■ DIRECTIONS FOR THIS TASK: Find each line in the items that contains the string "blue" and copy those lines. The match is case-sensitive.

# Start of EXERCISE MATERIALS

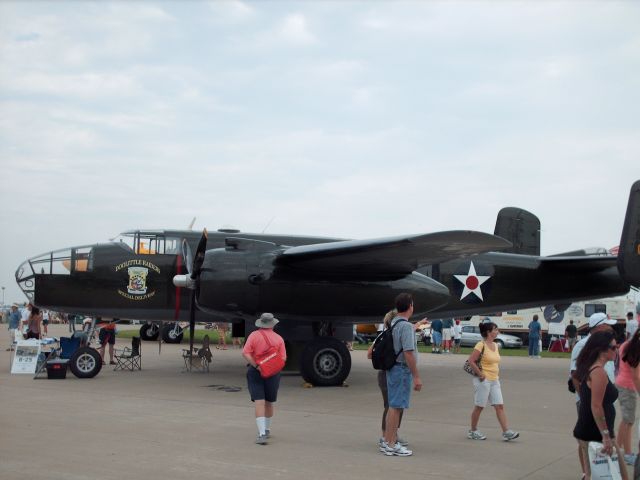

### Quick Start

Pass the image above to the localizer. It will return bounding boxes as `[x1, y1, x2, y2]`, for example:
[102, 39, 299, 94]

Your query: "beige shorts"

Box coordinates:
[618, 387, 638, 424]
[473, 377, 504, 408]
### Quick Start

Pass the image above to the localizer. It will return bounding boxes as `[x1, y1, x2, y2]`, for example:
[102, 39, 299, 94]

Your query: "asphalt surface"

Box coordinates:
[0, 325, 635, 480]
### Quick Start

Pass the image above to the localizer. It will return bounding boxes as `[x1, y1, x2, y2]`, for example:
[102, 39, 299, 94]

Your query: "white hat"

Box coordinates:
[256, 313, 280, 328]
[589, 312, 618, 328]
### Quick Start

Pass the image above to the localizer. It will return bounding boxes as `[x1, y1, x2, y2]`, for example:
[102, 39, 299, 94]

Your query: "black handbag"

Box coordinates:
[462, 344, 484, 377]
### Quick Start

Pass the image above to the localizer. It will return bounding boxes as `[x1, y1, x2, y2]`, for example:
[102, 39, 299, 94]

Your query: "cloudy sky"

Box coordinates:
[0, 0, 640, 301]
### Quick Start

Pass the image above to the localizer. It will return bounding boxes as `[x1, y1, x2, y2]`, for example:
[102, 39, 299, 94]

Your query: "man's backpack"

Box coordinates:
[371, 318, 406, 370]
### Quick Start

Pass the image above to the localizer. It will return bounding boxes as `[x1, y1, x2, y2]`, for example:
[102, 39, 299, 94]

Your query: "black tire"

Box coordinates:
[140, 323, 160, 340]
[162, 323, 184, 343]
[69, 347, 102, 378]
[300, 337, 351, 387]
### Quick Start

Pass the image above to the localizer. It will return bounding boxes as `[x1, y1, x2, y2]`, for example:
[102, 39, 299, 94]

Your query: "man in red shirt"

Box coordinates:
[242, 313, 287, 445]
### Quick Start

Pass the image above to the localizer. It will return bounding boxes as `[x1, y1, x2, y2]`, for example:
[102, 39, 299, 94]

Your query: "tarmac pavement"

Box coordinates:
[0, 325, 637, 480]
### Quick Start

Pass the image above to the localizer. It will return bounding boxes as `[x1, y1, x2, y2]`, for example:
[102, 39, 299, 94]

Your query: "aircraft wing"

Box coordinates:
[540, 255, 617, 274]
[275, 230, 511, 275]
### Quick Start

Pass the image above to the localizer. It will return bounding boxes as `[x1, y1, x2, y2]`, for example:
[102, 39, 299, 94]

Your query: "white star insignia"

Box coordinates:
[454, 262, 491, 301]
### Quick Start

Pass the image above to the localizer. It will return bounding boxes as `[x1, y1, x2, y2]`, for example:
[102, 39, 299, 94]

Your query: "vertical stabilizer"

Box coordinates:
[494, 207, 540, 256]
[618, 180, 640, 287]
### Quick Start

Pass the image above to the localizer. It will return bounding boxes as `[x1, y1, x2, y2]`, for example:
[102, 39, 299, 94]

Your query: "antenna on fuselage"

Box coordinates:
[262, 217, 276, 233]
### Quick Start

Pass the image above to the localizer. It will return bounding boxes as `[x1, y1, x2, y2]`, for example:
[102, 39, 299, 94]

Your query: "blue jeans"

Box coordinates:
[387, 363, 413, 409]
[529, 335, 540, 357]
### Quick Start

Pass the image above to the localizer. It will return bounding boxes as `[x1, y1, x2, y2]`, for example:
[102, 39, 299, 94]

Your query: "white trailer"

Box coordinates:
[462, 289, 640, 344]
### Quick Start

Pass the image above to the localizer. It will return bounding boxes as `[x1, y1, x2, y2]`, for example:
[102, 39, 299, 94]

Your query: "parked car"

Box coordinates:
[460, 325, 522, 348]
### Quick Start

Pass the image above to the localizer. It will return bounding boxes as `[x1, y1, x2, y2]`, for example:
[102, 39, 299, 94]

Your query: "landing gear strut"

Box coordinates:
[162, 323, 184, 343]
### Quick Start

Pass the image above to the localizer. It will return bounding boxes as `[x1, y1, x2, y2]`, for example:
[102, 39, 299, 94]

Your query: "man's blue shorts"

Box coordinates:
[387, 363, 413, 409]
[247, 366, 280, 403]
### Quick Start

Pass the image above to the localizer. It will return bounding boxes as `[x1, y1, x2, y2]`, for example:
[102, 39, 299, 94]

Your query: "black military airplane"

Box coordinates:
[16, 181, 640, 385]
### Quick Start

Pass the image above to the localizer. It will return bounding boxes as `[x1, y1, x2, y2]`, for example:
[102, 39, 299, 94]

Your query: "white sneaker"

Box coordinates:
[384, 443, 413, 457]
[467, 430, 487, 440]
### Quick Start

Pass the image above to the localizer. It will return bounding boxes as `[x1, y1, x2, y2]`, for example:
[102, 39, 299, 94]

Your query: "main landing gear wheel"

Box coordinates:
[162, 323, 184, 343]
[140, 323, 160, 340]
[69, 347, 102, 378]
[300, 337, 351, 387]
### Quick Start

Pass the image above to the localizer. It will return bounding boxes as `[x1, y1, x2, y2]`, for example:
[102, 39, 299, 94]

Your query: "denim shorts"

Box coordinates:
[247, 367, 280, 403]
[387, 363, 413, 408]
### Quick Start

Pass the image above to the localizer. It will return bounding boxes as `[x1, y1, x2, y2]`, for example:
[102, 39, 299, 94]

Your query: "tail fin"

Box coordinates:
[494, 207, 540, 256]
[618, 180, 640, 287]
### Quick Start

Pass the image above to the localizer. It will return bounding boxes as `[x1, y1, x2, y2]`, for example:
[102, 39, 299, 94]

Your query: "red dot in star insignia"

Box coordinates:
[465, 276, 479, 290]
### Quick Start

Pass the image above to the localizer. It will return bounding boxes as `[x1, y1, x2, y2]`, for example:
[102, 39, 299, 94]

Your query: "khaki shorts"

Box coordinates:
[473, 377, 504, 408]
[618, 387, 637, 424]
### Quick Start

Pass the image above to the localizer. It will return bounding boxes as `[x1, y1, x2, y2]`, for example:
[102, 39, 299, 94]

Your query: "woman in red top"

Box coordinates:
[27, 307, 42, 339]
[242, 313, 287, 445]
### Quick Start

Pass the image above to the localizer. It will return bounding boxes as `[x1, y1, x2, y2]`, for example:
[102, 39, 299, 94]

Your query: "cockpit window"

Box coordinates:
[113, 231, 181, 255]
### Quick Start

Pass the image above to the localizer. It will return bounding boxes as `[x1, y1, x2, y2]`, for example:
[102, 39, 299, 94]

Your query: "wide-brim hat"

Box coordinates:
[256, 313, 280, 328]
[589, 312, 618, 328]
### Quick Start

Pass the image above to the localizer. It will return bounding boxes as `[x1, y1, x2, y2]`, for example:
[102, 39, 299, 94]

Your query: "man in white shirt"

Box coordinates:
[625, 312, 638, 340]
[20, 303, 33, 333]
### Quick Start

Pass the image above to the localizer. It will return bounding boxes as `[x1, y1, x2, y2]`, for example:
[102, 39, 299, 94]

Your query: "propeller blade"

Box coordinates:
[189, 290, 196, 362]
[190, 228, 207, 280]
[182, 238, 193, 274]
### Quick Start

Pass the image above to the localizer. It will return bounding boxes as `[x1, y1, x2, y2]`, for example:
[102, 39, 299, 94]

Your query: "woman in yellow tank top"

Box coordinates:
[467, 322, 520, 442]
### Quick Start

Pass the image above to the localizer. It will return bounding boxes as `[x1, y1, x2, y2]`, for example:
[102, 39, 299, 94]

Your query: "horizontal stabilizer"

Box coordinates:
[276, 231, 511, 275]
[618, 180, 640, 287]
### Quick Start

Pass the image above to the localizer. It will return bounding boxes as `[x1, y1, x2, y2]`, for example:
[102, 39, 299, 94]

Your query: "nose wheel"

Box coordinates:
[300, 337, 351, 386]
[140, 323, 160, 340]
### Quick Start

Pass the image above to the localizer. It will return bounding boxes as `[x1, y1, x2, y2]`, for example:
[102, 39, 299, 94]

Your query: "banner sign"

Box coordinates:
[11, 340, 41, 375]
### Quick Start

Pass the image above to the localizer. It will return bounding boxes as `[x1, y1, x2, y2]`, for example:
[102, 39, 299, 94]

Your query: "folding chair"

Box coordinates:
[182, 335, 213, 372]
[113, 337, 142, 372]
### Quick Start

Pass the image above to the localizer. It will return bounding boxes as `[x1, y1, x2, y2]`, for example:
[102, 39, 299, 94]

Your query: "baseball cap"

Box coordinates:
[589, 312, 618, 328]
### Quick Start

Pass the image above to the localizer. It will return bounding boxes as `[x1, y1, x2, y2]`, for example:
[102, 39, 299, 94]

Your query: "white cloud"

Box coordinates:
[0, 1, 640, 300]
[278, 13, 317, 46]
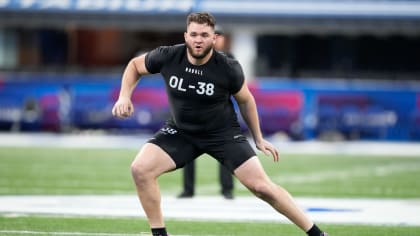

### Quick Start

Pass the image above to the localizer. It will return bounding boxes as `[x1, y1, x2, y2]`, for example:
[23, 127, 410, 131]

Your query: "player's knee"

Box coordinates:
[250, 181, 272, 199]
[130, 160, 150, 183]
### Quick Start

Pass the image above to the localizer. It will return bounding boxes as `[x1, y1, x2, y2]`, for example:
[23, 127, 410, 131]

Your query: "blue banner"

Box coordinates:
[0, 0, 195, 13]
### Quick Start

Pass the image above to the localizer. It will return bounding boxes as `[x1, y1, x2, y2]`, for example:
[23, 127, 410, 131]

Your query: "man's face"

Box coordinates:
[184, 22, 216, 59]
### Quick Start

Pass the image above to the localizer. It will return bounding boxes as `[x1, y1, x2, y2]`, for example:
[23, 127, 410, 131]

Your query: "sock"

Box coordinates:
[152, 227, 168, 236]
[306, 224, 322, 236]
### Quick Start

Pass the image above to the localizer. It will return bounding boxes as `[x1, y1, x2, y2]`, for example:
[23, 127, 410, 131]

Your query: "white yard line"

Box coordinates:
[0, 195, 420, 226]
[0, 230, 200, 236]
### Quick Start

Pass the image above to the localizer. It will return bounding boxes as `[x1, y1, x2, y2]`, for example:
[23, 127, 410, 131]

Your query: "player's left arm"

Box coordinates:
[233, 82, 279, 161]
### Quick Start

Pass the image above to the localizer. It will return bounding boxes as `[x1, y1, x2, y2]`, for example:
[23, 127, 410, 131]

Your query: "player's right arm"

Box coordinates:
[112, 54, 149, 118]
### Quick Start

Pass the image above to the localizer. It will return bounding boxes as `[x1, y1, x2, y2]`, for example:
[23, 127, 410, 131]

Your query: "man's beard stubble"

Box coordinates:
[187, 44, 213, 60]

# End of EXERCISE MATERIALS
# Start of EXERCISE MATERIALS

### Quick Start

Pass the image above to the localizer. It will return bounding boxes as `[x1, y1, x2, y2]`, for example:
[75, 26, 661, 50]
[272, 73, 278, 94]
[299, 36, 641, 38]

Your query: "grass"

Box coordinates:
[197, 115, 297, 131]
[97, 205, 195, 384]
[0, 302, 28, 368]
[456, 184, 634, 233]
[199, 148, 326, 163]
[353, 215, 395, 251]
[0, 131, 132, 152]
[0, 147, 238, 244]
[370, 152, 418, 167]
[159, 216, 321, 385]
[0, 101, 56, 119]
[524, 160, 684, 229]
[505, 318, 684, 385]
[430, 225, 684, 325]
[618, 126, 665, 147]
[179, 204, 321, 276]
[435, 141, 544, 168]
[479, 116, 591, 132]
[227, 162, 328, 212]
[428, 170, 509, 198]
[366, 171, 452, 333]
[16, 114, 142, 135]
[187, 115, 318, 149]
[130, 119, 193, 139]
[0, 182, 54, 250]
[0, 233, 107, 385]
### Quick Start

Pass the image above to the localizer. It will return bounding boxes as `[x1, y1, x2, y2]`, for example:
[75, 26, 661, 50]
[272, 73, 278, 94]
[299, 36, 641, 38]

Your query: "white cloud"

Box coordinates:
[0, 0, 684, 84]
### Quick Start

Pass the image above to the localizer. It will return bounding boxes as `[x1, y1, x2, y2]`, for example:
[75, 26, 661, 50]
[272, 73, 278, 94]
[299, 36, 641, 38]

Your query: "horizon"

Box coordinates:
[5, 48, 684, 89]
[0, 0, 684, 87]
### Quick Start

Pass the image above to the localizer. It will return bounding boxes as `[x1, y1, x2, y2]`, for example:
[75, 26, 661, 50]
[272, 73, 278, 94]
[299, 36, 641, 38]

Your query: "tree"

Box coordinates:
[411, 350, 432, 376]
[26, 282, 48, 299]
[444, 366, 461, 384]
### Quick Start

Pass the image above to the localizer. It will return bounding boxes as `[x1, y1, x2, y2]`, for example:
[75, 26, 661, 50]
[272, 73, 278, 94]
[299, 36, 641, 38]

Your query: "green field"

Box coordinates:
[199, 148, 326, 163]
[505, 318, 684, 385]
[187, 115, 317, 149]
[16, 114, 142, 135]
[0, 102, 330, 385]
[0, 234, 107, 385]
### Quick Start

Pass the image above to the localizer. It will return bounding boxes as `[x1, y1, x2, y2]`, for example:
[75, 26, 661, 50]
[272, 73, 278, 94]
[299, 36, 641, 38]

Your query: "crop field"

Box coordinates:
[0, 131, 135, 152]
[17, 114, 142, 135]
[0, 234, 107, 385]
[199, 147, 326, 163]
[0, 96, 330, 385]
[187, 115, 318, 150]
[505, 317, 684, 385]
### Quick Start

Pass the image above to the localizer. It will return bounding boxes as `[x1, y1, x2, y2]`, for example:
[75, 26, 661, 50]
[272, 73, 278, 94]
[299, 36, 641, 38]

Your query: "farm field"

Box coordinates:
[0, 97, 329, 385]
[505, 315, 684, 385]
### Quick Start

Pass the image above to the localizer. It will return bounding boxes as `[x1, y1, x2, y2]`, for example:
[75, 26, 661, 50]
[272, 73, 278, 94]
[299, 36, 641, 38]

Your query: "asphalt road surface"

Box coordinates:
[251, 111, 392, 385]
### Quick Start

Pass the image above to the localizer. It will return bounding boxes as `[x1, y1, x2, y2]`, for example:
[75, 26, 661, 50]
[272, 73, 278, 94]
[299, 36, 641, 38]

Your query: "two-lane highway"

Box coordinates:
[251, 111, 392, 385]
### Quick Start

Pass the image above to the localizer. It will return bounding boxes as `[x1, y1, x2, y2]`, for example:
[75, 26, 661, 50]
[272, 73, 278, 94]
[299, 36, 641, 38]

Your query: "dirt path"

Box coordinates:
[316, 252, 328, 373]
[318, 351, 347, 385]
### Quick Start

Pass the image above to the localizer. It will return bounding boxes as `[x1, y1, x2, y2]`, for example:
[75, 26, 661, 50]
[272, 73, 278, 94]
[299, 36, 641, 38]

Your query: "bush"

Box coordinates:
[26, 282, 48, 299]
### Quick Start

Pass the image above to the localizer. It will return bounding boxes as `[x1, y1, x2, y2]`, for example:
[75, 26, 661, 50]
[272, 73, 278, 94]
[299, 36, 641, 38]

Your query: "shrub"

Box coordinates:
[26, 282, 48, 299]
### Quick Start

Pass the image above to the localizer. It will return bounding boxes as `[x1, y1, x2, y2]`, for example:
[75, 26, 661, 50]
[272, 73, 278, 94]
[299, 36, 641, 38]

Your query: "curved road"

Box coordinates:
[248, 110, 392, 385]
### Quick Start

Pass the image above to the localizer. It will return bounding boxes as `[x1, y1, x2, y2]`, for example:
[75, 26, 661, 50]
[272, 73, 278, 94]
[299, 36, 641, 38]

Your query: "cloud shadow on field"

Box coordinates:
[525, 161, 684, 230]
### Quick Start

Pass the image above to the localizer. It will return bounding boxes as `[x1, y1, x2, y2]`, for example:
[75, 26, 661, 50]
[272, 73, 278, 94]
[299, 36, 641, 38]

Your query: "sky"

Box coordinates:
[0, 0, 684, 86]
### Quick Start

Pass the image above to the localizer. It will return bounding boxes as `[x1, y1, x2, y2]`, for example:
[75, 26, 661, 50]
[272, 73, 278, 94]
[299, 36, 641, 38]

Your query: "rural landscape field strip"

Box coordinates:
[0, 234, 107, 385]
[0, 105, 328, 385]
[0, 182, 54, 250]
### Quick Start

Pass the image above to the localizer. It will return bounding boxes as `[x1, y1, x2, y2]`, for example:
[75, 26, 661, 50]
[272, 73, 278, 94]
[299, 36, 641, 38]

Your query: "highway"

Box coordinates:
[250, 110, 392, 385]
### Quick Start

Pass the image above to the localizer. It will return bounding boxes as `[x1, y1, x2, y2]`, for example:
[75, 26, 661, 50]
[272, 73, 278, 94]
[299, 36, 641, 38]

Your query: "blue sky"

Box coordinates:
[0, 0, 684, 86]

# End of EXERCISE MATERIALS
# Start of EXERCISE MATERIALS

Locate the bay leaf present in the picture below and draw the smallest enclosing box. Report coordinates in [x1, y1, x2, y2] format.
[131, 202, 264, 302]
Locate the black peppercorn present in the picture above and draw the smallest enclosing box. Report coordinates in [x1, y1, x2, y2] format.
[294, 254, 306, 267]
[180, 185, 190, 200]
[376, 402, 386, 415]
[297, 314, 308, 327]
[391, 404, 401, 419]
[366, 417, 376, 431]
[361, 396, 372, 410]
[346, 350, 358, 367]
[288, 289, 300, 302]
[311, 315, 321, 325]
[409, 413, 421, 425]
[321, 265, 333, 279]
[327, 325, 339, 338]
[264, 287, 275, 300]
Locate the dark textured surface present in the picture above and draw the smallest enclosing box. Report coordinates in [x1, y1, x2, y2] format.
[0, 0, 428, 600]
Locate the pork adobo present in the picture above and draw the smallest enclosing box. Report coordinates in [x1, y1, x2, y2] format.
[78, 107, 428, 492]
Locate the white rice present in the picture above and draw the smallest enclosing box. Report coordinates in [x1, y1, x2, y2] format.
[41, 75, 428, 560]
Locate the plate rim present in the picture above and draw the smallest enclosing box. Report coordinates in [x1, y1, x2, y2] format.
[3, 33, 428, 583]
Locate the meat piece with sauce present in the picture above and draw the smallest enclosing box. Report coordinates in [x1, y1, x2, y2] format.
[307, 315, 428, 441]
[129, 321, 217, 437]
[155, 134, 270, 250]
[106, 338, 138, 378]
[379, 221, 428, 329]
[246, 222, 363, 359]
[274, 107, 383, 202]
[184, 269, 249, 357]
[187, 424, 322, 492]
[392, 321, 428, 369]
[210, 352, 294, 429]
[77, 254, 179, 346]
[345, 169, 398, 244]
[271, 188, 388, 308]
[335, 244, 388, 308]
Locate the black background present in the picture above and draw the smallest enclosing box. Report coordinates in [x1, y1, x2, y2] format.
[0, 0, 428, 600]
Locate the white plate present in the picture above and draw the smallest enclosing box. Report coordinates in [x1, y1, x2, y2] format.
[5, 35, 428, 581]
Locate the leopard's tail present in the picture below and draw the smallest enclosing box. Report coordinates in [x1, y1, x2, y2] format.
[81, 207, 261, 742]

# End of EXERCISE MATERIALS

■ EXERCISE SOLUTION:
Your query: "blue jeans"
Your query: "man's blue shorts"
Your query: "blue banner"
Your query: "blue sky"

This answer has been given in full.